Transcribe, exactly as they appear, only the lines from the one holding "Target: highway" through the end of the entries below.

Supplied data:
■ ■ ■ ■ ■ ■ ■
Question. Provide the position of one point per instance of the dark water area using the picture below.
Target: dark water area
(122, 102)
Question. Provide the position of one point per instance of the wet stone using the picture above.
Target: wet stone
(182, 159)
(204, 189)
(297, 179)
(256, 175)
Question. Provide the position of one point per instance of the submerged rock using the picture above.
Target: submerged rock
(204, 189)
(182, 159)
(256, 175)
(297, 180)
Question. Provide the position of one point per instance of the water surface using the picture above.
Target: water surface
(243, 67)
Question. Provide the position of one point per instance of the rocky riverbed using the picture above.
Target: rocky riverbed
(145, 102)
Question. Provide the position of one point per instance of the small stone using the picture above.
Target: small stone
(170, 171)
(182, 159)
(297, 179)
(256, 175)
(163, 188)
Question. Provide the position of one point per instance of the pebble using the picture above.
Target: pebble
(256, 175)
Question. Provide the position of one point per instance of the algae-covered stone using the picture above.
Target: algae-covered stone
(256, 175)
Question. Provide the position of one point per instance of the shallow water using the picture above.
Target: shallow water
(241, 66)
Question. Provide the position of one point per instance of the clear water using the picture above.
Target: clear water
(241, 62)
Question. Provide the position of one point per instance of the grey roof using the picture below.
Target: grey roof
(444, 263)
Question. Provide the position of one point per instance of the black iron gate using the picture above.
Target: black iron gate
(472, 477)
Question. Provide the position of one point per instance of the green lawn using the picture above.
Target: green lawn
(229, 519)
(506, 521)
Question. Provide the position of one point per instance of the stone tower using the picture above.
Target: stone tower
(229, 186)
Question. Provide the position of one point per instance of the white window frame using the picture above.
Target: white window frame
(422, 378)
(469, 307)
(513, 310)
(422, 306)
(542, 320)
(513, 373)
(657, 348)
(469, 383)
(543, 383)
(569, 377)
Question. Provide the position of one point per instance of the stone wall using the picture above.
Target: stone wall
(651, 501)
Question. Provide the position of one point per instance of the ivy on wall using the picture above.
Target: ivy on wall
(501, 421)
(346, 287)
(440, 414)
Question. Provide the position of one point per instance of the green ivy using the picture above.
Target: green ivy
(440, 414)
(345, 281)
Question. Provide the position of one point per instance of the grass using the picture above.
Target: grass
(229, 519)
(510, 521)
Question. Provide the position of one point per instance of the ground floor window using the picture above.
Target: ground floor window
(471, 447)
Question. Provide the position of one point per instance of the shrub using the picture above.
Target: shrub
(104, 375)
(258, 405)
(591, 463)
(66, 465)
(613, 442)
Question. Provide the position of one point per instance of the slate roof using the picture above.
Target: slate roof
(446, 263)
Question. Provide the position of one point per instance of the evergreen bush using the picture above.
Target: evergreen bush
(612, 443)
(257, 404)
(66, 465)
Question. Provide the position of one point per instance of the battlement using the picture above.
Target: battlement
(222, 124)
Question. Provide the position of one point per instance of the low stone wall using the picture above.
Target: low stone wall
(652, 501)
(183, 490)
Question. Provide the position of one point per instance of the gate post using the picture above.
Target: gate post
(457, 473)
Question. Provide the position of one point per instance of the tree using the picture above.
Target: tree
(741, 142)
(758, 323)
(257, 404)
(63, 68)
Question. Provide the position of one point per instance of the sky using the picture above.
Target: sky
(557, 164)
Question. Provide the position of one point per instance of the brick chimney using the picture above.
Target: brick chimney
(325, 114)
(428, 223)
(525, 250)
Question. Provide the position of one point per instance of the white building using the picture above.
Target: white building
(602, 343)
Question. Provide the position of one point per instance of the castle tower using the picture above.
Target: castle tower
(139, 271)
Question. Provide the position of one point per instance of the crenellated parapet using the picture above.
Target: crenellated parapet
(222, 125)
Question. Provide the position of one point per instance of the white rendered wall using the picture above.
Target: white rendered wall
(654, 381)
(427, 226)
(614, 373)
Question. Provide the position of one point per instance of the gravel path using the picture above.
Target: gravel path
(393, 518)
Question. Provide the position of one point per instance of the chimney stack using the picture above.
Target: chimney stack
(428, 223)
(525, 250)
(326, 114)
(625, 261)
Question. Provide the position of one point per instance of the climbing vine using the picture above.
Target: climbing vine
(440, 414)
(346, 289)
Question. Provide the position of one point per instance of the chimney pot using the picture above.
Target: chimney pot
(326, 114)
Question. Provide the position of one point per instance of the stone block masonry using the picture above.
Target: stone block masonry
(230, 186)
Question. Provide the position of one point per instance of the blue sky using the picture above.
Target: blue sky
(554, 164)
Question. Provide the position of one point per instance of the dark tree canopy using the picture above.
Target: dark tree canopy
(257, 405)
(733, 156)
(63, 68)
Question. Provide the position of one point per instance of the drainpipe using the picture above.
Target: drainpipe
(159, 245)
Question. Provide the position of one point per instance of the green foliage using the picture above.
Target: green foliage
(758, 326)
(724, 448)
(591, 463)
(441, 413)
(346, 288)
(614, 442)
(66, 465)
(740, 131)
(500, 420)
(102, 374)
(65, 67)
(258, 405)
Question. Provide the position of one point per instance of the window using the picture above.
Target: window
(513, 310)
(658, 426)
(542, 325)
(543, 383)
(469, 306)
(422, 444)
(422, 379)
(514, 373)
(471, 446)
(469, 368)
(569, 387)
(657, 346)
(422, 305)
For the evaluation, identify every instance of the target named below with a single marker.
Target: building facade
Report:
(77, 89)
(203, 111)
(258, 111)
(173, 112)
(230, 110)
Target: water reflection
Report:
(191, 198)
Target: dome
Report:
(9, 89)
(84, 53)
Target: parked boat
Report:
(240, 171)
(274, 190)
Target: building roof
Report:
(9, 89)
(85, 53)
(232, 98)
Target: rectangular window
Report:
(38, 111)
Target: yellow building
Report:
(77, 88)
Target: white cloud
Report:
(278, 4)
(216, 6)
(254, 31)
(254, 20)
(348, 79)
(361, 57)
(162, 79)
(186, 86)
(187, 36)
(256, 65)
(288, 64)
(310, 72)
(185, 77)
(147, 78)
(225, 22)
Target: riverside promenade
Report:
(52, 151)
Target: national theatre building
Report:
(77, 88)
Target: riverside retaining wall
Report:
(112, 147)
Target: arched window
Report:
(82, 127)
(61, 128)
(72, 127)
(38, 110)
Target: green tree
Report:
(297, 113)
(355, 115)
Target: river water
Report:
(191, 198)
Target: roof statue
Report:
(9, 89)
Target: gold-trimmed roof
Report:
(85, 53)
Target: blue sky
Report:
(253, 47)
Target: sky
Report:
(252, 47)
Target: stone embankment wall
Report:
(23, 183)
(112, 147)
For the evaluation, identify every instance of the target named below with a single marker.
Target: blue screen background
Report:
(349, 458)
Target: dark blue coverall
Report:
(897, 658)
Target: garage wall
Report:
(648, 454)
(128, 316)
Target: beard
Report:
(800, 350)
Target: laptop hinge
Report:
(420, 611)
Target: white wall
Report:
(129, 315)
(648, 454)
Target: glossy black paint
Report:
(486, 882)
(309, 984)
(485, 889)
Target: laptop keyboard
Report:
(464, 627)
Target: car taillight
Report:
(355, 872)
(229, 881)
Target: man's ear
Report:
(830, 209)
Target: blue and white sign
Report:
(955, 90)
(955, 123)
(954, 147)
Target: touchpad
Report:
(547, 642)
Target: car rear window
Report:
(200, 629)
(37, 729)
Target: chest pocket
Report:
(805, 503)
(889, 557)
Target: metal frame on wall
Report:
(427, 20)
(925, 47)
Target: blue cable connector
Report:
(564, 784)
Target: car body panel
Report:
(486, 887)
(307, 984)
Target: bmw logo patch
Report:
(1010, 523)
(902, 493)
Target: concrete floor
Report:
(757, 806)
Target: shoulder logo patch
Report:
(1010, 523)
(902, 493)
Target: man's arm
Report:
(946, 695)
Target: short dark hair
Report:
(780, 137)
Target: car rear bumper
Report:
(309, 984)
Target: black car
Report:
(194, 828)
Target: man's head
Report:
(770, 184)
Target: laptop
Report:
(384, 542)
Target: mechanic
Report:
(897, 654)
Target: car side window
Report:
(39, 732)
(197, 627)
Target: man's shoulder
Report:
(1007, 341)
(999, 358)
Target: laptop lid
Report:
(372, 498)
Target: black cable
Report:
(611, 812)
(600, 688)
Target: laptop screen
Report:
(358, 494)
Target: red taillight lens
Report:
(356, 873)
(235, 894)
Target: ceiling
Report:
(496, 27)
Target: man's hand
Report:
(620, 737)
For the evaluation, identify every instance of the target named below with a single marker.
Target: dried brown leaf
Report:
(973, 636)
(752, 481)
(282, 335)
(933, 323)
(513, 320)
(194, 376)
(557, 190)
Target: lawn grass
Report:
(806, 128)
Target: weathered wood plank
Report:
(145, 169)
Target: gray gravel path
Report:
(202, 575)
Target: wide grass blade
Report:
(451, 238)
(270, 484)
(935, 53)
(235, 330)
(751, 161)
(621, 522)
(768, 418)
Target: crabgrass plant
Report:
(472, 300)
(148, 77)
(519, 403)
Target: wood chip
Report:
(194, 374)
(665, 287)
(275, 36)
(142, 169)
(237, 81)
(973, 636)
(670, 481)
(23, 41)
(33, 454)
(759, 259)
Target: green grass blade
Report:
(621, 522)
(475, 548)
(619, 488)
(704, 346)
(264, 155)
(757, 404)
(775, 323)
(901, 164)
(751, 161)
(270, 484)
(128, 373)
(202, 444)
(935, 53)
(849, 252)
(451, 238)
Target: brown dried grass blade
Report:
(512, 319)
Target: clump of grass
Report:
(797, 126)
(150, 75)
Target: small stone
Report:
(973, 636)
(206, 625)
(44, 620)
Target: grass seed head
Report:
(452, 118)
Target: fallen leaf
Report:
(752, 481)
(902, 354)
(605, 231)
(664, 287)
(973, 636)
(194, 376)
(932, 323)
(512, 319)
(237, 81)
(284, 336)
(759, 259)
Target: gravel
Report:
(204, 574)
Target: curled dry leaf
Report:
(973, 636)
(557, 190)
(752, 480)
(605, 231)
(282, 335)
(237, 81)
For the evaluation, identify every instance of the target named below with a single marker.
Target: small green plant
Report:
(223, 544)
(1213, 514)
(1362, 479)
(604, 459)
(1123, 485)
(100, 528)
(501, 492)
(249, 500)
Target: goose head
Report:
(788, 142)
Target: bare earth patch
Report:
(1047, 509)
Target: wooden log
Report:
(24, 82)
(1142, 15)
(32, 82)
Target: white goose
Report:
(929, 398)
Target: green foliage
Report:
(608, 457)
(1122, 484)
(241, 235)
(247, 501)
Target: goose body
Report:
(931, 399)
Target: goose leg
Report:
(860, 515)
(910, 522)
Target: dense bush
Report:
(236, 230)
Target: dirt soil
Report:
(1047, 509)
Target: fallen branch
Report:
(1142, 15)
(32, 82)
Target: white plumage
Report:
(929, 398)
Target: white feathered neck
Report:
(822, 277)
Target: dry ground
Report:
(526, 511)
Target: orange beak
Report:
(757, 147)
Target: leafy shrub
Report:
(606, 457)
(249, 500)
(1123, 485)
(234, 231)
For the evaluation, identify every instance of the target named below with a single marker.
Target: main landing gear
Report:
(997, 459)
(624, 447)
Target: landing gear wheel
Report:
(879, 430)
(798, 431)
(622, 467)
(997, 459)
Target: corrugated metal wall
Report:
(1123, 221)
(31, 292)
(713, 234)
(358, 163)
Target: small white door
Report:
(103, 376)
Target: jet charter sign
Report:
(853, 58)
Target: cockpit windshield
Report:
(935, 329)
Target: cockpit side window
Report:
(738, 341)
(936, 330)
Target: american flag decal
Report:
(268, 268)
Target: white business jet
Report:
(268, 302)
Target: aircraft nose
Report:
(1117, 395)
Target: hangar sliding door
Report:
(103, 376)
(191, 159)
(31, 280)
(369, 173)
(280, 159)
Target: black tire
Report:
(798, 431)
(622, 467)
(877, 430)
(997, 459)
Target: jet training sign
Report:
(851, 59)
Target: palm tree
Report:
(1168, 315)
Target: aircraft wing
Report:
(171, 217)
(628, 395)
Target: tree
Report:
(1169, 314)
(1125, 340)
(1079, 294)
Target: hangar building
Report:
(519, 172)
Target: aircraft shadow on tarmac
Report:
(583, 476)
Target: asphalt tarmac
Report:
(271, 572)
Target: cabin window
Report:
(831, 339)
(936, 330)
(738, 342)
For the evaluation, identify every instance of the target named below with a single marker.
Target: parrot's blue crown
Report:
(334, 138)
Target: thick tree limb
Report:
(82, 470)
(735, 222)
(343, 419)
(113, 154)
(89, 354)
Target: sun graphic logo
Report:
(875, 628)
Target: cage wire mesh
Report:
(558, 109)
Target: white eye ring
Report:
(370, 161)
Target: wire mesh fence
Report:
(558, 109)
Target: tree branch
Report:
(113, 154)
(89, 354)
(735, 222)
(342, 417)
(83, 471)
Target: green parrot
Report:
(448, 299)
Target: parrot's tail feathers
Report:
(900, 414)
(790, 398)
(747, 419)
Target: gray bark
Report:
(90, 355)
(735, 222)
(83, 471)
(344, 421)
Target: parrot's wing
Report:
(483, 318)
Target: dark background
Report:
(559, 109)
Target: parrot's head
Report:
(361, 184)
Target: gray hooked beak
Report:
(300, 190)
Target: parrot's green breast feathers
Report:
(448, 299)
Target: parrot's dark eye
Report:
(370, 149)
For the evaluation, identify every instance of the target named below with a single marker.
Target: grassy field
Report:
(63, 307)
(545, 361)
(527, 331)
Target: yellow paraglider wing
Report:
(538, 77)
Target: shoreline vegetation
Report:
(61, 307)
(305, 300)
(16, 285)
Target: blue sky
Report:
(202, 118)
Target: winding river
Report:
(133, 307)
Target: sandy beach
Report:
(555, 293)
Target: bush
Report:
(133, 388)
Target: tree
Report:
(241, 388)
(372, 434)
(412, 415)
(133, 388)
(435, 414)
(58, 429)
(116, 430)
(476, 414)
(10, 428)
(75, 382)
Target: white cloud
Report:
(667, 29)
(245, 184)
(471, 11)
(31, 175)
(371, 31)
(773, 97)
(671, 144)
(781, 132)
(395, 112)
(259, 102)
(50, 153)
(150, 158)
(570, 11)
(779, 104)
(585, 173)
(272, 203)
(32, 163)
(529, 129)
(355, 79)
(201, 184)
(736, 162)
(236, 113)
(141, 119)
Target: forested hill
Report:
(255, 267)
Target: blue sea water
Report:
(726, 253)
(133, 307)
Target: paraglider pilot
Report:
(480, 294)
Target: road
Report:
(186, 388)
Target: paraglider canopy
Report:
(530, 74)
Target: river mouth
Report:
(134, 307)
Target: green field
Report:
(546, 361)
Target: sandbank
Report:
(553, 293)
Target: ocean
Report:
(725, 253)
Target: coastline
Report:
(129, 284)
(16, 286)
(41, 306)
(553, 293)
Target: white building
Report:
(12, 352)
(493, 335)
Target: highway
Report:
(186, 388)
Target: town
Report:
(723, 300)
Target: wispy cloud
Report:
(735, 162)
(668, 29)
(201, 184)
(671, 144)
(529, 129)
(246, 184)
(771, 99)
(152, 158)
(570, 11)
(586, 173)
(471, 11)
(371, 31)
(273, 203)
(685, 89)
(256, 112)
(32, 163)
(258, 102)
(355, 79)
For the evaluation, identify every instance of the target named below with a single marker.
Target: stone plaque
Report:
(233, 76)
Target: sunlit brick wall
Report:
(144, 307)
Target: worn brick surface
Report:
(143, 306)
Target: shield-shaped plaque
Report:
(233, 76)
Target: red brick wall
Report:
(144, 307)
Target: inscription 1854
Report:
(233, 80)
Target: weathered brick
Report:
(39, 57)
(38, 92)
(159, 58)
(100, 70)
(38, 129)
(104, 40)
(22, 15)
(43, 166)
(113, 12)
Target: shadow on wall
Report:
■ ■ ■ ■ ■ ■ ■
Full solution:
Target: highway
Report:
(186, 388)
Target: town
Report:
(723, 300)
Target: wispy cloud
Report:
(735, 162)
(668, 29)
(201, 184)
(671, 144)
(529, 129)
(246, 184)
(771, 99)
(152, 158)
(570, 11)
(586, 173)
(471, 11)
(371, 31)
(273, 203)
(685, 89)
(256, 112)
(32, 163)
(258, 102)
(355, 79)
For the evaluation, identify every instance of the target named below with a single marker.
Target: stone plaque
Report:
(233, 76)
Target: sunlit brick wall
Report:
(144, 307)
Target: worn brick surface
Report:
(143, 306)
Target: shield-shaped plaque
Report:
(233, 76)
Target: red brick wall
Report:
(144, 307)
Target: inscription 1854
Report:
(233, 80)
Target: weathered brick
Report:
(39, 57)
(38, 92)
(159, 58)
(100, 70)
(38, 129)
(104, 40)
(22, 15)
(43, 166)
(113, 12)
Target: shadow on wall
Report:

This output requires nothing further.